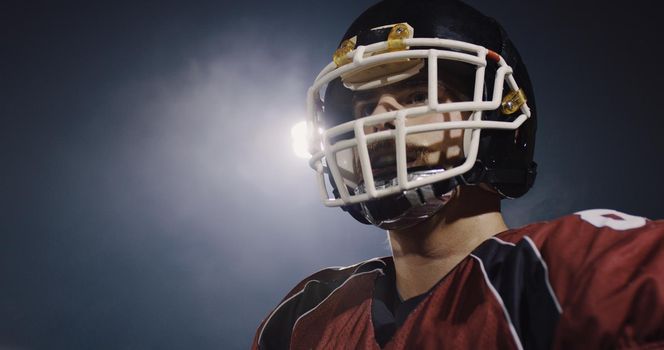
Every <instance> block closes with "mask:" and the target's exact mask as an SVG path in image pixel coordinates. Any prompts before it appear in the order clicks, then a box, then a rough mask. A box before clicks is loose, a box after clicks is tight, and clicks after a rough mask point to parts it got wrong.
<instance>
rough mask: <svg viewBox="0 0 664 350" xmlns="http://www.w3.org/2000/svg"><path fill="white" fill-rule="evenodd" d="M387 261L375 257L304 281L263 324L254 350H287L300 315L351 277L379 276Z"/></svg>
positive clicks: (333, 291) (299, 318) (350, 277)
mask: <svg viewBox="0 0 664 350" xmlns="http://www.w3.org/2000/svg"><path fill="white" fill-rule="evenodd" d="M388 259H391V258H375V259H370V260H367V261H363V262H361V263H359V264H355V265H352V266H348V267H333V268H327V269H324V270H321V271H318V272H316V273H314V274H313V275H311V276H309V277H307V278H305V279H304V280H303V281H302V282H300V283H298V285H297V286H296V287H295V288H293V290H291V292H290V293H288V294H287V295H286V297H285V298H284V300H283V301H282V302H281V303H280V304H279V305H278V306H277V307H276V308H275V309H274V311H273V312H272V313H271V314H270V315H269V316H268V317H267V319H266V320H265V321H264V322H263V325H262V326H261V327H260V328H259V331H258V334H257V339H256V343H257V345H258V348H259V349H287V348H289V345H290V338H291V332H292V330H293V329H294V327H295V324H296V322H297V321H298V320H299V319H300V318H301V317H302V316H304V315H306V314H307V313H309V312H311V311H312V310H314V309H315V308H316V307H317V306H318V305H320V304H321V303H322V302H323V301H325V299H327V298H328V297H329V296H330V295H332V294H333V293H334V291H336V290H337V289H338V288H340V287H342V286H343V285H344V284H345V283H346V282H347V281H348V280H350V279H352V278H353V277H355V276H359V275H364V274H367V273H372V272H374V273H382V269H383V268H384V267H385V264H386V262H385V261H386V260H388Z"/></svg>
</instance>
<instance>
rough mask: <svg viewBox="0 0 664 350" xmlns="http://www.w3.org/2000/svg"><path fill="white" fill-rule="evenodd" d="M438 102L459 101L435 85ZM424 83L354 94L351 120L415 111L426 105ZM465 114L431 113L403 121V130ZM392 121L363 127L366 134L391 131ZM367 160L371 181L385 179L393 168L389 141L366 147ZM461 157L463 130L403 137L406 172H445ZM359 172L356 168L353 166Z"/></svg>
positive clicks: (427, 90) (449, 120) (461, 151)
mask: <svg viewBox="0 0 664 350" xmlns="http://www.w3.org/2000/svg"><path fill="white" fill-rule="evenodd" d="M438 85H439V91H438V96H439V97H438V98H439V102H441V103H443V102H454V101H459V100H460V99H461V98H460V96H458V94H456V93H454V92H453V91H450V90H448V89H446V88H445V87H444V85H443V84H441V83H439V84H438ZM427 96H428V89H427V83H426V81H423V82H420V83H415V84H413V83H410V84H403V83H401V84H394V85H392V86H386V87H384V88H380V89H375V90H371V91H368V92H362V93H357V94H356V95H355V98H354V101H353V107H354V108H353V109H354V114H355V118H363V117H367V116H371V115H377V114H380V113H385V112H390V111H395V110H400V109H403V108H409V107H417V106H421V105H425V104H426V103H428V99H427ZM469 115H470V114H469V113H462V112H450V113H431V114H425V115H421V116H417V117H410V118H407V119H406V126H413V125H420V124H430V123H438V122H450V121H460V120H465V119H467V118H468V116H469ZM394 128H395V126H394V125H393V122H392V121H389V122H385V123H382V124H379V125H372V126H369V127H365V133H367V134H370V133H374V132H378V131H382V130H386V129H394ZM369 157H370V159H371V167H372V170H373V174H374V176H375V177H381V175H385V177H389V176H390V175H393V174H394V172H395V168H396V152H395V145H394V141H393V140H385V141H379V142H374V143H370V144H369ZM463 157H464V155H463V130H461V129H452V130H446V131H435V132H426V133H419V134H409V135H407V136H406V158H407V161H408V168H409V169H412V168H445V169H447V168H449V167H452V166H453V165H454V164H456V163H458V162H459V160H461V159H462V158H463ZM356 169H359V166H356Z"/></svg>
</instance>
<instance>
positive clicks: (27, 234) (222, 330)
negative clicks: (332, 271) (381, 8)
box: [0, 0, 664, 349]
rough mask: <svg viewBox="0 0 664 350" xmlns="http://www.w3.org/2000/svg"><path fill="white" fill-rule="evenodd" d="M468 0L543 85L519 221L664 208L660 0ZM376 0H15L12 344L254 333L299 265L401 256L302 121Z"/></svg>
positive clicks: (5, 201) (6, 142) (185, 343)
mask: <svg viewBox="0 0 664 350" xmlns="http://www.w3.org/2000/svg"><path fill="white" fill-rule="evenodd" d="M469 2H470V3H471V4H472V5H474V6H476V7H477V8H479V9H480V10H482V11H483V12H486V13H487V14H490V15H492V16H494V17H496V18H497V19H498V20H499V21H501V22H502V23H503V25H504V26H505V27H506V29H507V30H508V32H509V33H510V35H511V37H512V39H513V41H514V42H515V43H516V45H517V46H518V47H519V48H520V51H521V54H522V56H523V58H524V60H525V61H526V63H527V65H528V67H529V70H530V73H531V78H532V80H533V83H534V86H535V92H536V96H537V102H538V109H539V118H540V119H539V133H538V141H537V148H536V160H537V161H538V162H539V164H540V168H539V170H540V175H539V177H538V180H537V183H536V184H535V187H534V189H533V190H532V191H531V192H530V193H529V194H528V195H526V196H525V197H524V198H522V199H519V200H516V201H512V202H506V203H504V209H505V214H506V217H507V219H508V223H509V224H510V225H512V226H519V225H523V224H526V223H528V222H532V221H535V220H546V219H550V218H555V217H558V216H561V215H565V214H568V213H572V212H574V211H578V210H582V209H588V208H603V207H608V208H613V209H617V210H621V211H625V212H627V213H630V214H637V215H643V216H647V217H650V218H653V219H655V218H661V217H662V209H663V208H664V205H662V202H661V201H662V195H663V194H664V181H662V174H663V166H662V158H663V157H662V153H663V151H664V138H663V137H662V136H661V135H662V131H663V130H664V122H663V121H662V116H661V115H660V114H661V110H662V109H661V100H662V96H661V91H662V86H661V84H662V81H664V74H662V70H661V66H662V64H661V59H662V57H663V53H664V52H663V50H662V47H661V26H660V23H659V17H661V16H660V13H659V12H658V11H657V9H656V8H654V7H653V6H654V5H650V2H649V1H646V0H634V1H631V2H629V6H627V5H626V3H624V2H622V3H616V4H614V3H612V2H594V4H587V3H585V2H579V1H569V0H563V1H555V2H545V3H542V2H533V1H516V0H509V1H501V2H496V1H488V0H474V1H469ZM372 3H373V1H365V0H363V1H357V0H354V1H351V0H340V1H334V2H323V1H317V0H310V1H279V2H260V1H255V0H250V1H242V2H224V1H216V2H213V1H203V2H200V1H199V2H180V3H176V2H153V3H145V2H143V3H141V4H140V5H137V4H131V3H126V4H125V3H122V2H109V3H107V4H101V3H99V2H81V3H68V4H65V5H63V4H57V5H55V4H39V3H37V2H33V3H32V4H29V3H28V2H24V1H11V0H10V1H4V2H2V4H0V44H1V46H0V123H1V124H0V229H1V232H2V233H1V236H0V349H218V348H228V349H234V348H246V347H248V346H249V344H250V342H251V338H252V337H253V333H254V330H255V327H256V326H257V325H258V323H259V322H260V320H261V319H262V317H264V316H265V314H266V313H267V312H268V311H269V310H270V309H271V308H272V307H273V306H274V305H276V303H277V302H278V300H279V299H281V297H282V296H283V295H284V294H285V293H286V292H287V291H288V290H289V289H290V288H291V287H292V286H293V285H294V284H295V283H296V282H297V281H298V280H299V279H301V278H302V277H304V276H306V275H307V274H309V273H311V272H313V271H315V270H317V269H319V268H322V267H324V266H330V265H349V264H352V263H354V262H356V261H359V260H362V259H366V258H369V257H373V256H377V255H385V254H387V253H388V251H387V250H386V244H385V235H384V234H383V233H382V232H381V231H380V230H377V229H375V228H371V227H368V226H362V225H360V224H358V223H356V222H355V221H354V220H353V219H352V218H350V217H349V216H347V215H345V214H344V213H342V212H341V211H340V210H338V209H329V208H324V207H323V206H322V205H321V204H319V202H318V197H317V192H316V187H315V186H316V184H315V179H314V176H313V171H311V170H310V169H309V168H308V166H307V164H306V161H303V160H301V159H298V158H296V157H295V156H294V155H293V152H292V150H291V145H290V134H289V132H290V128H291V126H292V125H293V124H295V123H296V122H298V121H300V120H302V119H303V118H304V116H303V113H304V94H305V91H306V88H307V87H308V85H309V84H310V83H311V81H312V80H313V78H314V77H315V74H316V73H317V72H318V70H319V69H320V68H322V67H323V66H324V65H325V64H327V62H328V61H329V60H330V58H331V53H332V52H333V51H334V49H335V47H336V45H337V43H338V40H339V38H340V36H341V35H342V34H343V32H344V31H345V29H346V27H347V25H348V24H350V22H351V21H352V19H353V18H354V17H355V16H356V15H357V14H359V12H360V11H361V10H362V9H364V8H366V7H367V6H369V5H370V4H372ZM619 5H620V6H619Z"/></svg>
= = = = =
Please copy each line of the entries in which the word "rough" shows up.

• _Response to the task_
Every <instance> block closes with "mask:" and the target's exact mask as an SVG path in image pixel coordinates. Any prompts before it appear in the order clicks, then a box, then a rough mask. A box before clicks is loose, a box after clicks is tight, and clicks after a rough mask point to parts it got wrong.
rough mask: <svg viewBox="0 0 664 350" xmlns="http://www.w3.org/2000/svg"><path fill="white" fill-rule="evenodd" d="M387 261L375 257L304 281L263 324L254 350H287L300 315L351 277L379 276Z"/></svg>
rough mask: <svg viewBox="0 0 664 350" xmlns="http://www.w3.org/2000/svg"><path fill="white" fill-rule="evenodd" d="M438 102L459 101L435 85ZM424 83L354 94L351 120L415 111L426 105ZM465 114L431 113L403 121V130ZM392 121L363 127L366 134L391 131ZM367 160L371 181L385 179L393 168L389 141L366 147ZM461 157L463 130L403 137L406 172H445ZM359 172L356 168L353 166Z"/></svg>
rough mask: <svg viewBox="0 0 664 350" xmlns="http://www.w3.org/2000/svg"><path fill="white" fill-rule="evenodd" d="M468 0L543 85L519 221L664 208L660 0ZM376 0H15L12 344L254 333L299 265L401 256L302 121Z"/></svg>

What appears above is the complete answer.